Given problem: Arrange the listing below as a JSON list of strings, with one string for each line. Omit blank lines and leave the pictures out.
··· Records shown
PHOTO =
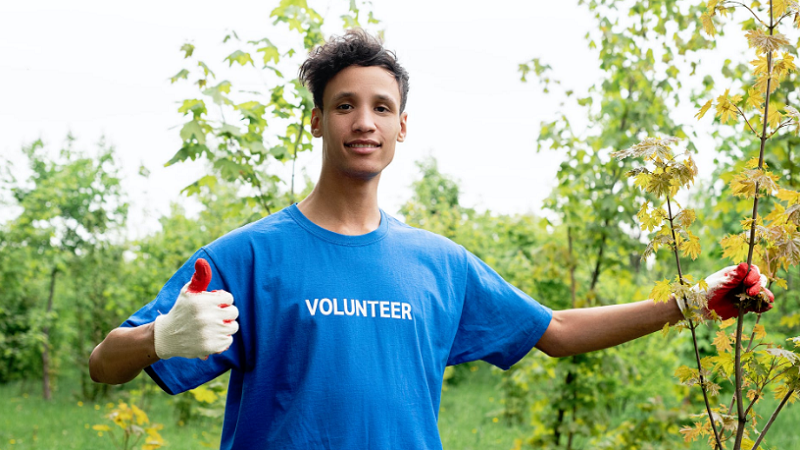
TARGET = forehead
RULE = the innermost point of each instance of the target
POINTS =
(362, 82)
······
Expected answer:
[
  "PHOTO =",
  "TARGET = forehead",
  "RULE = the innermost point of each instance of the target",
  "POINTS =",
  "(362, 82)"
]